***** Stored records *****

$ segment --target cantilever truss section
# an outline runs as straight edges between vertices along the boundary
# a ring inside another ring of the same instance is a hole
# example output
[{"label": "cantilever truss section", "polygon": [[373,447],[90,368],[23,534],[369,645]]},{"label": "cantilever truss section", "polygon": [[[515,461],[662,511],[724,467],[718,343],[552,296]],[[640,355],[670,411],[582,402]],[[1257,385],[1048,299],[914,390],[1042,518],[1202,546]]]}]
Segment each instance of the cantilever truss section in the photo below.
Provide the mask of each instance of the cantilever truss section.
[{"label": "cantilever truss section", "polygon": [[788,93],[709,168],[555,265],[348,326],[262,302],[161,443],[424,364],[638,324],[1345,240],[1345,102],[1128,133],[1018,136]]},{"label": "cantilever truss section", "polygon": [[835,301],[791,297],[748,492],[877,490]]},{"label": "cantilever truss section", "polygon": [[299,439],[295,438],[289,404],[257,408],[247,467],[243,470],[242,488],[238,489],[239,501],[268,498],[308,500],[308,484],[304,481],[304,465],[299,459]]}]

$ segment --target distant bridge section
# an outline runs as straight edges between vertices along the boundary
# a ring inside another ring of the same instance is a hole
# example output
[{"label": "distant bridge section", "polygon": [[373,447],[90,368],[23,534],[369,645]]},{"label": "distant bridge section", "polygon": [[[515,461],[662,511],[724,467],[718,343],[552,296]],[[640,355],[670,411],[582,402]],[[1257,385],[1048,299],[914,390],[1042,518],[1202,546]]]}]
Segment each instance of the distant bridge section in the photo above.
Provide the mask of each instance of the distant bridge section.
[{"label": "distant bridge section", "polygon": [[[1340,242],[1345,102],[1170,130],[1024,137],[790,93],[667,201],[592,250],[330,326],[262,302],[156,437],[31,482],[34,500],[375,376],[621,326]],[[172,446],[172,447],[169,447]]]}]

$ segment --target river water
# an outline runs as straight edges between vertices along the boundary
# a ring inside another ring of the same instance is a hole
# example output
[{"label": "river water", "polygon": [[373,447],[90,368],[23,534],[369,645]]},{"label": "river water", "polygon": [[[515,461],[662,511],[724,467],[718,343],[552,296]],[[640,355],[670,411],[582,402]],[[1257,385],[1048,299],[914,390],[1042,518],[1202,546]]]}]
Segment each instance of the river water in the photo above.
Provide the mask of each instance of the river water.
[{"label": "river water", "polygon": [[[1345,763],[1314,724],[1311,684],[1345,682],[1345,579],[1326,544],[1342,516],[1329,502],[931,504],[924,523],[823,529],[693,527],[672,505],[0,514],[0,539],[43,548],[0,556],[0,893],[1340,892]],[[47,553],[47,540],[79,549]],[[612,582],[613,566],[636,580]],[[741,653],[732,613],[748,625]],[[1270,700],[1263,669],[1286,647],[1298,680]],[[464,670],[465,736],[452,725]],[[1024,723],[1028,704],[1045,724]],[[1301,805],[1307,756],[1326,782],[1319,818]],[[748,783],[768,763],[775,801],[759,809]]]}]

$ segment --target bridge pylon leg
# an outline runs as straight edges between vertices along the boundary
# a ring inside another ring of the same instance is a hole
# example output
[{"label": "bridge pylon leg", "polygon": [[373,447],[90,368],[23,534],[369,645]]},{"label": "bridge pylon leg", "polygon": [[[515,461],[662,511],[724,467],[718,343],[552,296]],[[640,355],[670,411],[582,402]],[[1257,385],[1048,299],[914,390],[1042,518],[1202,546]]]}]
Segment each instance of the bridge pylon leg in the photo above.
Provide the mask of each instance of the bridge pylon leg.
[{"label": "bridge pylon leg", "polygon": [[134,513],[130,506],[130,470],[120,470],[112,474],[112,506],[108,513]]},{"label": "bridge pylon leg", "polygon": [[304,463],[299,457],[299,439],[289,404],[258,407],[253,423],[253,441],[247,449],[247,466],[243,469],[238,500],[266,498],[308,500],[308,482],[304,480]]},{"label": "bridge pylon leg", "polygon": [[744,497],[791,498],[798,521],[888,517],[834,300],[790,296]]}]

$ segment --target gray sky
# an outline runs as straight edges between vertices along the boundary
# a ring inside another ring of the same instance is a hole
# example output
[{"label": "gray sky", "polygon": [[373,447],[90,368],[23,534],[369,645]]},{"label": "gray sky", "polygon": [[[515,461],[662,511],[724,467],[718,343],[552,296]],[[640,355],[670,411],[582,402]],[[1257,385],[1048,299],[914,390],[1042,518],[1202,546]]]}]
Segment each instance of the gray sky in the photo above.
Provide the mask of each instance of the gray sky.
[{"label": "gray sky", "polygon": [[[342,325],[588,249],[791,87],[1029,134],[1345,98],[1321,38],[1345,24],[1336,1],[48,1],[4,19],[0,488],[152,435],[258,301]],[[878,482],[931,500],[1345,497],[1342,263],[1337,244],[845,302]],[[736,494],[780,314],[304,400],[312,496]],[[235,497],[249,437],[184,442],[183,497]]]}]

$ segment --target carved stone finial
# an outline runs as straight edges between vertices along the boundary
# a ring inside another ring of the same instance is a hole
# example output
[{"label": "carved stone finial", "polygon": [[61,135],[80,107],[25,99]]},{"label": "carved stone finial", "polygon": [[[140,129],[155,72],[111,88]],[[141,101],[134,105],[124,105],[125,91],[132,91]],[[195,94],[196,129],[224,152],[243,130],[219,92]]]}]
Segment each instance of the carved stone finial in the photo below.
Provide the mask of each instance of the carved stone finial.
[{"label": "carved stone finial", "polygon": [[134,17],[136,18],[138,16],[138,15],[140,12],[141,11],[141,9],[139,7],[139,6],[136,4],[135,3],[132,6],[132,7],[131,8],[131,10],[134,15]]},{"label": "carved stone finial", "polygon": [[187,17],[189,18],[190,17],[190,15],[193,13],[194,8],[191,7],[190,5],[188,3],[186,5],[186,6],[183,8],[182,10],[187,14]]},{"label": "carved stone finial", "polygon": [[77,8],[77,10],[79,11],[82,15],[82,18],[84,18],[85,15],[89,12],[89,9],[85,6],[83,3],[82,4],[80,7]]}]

*****

▶ _Task directions_
Reproduce, without any alteration, the stretch of the material from the line containing "--target carved stone finial" through the end of the material, including both ends.

▶ _Full answer_
$ segment --target carved stone finial
# an outline runs as straight edges between vertices along the boundary
# a ring inside another ring of the same instance is a hole
# example output
[{"label": "carved stone finial", "polygon": [[61,135],[80,107],[25,99]]},{"label": "carved stone finial", "polygon": [[[140,129],[155,72],[111,88]],[[141,101],[134,105],[124,105],[125,91],[132,91]],[[195,94],[196,129],[224,152],[243,130],[219,92]]]}]
Segment each instance of the carved stone finial in the photo below.
Provide the mask of each instance of the carved stone finial.
[{"label": "carved stone finial", "polygon": [[134,17],[136,18],[138,16],[138,15],[140,12],[141,11],[141,9],[139,7],[139,6],[136,4],[135,3],[132,6],[132,7],[131,8],[131,10],[134,15]]},{"label": "carved stone finial", "polygon": [[187,17],[189,18],[190,17],[190,15],[193,13],[194,8],[191,7],[190,5],[188,3],[186,5],[186,6],[183,8],[182,10],[187,14]]},{"label": "carved stone finial", "polygon": [[77,8],[77,10],[79,11],[82,15],[82,18],[84,18],[85,15],[89,12],[89,9],[85,6],[83,3],[82,4],[80,7]]}]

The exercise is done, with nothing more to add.